* [Work item]:
Give back, word for word, the lines in the listing below from the one holding "box: [333, 246, 360, 265]" down to the one holding "negative clicks: (334, 227)", both ends included.

* [Available data]:
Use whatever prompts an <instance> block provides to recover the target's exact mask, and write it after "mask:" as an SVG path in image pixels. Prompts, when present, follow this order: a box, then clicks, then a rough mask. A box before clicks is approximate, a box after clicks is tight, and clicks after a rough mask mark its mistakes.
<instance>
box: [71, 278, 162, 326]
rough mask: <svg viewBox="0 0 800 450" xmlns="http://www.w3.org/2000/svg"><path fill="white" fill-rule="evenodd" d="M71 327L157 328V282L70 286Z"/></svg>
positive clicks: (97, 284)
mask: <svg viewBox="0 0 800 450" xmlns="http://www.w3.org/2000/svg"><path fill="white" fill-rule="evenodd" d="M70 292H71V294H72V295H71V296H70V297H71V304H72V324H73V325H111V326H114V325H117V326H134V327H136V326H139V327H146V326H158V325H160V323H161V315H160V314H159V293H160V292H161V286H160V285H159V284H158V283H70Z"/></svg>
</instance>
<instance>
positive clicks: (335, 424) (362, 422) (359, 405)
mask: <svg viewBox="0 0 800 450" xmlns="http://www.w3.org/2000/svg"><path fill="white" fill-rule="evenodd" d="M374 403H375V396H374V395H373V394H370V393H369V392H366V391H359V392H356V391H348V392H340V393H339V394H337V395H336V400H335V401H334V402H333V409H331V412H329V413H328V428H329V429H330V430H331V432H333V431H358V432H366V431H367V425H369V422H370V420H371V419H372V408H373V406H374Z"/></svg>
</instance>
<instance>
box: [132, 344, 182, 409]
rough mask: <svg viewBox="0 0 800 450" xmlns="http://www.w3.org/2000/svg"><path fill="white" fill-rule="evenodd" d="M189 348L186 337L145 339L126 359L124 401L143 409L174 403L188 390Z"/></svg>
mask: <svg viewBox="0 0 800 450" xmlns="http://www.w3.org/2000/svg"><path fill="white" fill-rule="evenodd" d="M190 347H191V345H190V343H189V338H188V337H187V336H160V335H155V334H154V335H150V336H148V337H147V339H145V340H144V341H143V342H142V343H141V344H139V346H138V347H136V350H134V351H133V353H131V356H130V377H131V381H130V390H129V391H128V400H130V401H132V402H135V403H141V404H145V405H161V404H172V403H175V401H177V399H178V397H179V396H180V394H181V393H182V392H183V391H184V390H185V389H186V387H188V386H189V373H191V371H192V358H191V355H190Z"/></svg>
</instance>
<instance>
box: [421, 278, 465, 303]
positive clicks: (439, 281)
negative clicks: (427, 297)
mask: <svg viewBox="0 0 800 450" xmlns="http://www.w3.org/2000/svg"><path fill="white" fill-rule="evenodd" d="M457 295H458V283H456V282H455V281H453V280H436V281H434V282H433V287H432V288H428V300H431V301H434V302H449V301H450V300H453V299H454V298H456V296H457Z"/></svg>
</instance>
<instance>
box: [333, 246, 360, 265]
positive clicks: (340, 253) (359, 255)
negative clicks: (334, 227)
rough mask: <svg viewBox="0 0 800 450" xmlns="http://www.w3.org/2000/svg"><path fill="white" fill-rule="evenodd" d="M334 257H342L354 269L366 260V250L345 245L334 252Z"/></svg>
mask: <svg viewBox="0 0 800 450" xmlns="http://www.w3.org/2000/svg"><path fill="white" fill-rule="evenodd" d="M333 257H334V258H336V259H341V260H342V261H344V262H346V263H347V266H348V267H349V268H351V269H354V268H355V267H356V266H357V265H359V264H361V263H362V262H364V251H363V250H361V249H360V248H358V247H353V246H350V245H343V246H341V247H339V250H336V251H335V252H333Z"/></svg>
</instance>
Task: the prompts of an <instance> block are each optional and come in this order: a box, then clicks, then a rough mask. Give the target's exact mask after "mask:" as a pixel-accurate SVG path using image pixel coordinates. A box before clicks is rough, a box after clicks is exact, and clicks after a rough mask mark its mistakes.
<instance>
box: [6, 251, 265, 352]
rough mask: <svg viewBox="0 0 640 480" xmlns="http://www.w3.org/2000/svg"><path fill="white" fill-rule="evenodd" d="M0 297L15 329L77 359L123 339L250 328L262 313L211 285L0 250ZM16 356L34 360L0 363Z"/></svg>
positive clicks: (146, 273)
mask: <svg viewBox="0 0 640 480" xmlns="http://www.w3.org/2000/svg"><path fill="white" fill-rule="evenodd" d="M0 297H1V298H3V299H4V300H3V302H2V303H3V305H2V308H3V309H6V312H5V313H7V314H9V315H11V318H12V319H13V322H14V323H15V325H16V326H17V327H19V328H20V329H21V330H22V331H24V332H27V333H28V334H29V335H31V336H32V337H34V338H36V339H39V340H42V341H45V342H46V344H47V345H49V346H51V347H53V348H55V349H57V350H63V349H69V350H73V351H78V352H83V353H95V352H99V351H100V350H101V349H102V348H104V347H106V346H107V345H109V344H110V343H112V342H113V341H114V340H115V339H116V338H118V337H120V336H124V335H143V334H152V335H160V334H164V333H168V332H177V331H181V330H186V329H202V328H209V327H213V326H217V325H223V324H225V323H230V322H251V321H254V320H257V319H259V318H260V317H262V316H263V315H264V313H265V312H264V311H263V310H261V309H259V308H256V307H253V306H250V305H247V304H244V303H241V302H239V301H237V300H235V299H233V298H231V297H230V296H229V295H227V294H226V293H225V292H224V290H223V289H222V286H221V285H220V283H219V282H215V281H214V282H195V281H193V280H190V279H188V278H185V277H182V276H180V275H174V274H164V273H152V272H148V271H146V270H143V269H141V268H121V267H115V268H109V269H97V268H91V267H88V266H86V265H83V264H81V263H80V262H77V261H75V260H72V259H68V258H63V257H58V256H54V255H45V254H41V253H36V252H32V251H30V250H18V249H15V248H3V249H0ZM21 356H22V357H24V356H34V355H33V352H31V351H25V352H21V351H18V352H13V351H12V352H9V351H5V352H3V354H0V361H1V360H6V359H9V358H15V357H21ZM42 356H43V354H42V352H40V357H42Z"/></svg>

* [Solution to this exercise]:
box: [333, 246, 360, 265]
positive clicks: (340, 253) (359, 255)
negative clicks: (334, 227)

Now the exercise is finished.